## Exercise brief
What lines in the records include the string "hydrangea"? Return each one.

## Supplied entries
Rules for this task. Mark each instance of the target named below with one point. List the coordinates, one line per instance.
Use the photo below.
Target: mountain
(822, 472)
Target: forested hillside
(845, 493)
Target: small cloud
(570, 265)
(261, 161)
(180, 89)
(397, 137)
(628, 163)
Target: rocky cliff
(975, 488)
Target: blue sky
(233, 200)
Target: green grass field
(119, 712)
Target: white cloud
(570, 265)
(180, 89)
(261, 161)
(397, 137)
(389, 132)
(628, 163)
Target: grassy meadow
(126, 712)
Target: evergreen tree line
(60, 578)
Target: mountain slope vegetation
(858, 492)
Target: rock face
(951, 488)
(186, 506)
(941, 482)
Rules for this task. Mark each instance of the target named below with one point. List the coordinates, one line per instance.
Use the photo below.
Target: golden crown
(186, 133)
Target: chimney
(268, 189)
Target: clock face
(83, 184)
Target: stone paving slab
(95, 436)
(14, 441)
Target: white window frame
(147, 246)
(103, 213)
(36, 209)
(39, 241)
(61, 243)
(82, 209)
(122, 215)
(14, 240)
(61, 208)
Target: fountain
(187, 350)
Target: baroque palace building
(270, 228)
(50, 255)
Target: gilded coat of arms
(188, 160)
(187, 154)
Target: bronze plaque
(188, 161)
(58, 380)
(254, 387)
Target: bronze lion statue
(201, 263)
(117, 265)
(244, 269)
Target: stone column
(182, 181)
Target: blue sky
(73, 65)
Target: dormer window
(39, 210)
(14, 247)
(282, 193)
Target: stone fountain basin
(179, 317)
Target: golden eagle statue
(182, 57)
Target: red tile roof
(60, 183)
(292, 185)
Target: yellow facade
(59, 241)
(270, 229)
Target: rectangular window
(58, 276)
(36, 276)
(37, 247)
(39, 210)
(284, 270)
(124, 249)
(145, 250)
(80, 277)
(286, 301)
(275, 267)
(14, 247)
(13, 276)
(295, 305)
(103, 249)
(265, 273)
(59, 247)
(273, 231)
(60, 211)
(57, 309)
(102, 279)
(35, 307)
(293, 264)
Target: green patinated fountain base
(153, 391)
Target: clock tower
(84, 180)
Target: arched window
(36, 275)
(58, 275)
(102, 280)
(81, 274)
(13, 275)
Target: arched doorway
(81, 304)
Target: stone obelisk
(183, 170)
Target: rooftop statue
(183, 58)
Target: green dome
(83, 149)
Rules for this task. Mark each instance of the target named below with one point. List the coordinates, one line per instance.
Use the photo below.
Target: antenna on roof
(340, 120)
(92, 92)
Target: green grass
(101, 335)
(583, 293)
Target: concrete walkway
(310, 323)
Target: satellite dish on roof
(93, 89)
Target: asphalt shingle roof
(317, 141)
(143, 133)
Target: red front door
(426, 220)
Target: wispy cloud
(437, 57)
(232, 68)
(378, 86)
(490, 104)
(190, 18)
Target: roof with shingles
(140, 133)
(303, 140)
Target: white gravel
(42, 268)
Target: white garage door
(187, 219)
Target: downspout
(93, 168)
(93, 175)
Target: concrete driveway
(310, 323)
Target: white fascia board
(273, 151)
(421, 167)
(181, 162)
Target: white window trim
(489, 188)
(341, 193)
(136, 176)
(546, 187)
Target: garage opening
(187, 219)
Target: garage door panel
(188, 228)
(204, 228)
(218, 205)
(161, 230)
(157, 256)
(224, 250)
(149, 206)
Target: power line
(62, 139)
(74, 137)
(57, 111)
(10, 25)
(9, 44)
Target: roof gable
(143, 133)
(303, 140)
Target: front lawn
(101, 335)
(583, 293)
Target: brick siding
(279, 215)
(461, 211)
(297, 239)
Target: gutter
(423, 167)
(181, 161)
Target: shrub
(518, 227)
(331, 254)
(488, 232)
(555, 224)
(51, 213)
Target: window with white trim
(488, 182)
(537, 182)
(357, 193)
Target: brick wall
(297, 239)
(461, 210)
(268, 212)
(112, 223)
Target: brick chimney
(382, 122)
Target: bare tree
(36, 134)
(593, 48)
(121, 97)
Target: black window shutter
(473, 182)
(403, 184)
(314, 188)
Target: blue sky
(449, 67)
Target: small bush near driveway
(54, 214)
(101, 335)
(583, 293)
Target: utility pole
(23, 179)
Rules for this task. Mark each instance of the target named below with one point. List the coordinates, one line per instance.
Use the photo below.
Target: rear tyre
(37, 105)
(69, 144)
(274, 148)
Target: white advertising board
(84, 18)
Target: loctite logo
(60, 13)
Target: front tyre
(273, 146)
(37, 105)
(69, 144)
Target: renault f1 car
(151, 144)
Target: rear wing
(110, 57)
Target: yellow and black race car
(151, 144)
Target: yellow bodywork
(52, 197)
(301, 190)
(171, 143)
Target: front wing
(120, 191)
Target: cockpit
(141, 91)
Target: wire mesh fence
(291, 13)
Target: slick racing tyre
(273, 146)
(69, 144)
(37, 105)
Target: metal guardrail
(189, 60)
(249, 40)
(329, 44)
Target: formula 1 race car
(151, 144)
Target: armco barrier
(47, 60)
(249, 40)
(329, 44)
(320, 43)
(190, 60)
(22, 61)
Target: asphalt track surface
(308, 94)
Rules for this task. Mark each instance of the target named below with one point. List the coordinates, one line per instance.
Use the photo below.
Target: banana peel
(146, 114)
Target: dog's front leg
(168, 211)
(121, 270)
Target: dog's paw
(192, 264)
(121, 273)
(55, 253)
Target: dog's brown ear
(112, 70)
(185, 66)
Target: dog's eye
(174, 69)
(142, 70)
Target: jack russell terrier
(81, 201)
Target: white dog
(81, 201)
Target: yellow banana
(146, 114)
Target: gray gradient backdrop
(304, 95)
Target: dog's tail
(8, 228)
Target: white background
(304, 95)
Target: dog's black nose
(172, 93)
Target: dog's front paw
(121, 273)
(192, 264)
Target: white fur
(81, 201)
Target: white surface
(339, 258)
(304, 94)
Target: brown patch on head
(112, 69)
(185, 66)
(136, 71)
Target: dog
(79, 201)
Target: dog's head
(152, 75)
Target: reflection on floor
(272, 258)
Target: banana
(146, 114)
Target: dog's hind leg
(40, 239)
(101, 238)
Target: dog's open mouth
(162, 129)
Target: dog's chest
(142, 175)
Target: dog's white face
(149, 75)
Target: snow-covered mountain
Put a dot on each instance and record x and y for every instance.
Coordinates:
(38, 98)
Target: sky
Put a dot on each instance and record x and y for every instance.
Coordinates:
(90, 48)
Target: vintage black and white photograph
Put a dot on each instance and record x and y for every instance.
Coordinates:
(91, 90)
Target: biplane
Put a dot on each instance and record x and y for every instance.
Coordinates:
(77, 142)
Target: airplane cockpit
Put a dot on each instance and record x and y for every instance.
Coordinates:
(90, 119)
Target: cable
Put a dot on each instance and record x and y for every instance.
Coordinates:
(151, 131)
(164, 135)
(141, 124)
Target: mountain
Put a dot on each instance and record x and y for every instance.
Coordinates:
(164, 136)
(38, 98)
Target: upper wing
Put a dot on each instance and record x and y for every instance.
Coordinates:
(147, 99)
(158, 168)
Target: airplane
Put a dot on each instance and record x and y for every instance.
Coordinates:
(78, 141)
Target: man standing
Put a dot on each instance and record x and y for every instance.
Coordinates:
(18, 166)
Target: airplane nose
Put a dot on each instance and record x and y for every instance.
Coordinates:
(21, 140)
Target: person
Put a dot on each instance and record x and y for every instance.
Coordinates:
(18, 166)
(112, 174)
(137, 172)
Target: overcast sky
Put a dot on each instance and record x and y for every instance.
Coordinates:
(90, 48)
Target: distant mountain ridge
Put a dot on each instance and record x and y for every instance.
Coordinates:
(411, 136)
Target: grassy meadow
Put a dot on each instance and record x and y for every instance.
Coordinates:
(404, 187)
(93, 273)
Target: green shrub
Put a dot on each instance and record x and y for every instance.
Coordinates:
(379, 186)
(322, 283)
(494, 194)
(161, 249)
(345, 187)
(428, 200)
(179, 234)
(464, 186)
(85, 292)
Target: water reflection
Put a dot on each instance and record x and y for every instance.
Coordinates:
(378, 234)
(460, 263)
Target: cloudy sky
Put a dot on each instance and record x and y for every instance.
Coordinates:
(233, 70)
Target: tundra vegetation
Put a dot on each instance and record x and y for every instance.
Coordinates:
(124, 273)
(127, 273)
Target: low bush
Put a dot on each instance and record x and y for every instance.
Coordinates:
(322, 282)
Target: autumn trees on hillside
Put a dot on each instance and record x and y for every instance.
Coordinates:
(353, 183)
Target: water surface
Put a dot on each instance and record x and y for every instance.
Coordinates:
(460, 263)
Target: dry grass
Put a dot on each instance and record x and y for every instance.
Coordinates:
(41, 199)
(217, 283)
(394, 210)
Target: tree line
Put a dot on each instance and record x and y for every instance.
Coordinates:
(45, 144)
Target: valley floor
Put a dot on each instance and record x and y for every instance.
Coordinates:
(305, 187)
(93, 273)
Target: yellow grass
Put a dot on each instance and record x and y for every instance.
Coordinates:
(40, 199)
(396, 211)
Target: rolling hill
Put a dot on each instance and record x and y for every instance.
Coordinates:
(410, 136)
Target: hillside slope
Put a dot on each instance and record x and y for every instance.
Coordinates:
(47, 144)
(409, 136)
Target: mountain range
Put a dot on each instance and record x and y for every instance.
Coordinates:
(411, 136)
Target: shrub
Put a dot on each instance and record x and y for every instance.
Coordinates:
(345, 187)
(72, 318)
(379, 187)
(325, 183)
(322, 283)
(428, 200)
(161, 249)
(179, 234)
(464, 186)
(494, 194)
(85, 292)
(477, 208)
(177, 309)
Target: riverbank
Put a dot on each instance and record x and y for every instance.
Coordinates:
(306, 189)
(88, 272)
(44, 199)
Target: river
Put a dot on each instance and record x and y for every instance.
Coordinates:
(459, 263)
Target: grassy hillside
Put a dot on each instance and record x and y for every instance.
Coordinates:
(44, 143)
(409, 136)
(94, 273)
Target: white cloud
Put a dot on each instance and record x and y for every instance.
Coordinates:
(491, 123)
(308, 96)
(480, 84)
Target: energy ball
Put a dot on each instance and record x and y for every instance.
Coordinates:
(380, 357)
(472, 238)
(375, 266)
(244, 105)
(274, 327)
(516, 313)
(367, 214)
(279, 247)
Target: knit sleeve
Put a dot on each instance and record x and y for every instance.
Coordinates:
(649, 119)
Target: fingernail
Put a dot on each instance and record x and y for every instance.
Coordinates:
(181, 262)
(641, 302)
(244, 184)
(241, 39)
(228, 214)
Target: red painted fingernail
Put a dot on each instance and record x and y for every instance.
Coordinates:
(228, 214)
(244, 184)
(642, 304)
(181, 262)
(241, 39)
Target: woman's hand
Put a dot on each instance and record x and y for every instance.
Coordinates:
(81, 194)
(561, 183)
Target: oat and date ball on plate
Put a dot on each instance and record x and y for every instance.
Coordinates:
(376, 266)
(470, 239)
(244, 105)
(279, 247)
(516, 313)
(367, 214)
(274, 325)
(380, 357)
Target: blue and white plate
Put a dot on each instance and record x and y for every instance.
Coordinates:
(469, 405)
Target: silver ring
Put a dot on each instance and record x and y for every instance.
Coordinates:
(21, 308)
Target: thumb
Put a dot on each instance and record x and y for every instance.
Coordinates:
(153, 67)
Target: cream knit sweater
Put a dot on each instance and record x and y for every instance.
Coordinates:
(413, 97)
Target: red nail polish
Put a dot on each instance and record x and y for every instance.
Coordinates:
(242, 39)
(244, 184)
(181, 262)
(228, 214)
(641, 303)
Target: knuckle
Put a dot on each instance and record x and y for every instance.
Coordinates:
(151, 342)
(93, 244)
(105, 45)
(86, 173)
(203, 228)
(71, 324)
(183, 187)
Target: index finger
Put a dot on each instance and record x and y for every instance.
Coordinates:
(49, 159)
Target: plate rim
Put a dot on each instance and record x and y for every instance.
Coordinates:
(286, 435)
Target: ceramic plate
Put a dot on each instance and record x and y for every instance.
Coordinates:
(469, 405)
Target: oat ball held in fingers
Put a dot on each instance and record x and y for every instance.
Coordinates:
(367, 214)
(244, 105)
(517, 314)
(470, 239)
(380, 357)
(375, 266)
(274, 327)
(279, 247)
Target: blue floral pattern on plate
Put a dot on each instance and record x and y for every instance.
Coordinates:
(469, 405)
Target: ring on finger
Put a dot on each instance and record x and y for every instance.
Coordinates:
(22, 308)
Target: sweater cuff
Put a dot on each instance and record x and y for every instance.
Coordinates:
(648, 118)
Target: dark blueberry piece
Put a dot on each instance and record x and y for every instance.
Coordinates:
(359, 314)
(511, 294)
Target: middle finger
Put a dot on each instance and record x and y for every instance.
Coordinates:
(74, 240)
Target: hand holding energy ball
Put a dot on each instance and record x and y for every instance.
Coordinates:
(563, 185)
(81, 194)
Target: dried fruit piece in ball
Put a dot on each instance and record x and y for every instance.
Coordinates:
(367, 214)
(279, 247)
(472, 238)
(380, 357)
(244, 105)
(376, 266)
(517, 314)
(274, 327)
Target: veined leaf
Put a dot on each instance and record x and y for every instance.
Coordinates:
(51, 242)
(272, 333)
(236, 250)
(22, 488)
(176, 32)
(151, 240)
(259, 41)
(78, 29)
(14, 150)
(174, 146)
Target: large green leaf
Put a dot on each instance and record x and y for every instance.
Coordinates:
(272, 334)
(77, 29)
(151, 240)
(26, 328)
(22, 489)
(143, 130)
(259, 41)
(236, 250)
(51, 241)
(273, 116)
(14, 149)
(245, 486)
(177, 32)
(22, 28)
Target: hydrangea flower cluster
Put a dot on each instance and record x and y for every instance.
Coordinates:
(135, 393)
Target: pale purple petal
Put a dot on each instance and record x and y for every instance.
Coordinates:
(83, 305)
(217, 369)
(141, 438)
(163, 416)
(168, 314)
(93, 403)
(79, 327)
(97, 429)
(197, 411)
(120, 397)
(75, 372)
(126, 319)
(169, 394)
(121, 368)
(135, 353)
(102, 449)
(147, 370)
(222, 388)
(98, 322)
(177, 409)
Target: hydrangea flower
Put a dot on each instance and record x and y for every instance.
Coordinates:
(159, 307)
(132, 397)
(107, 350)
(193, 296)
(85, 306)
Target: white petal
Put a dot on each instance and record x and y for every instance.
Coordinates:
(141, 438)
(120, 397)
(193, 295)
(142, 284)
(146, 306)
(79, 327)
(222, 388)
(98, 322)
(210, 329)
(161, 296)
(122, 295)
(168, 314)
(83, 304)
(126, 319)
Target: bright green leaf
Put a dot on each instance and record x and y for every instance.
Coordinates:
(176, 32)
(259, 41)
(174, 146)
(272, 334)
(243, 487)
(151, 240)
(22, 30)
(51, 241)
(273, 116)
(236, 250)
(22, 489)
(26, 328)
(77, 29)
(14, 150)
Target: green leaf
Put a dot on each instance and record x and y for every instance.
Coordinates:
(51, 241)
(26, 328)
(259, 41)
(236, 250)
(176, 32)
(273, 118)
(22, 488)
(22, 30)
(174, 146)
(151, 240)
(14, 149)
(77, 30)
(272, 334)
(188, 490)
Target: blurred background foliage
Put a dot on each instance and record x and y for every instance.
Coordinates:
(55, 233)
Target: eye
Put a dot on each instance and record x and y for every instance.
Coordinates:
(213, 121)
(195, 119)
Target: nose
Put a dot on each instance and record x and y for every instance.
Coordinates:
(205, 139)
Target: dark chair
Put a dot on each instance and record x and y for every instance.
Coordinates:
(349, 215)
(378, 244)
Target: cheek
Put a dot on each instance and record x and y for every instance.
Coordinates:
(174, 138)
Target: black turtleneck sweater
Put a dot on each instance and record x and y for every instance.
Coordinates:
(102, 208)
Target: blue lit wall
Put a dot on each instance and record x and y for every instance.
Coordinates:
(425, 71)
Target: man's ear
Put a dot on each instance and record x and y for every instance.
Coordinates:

## Exercise output
Target: hydrangea flower cluster
Target: hydrangea flower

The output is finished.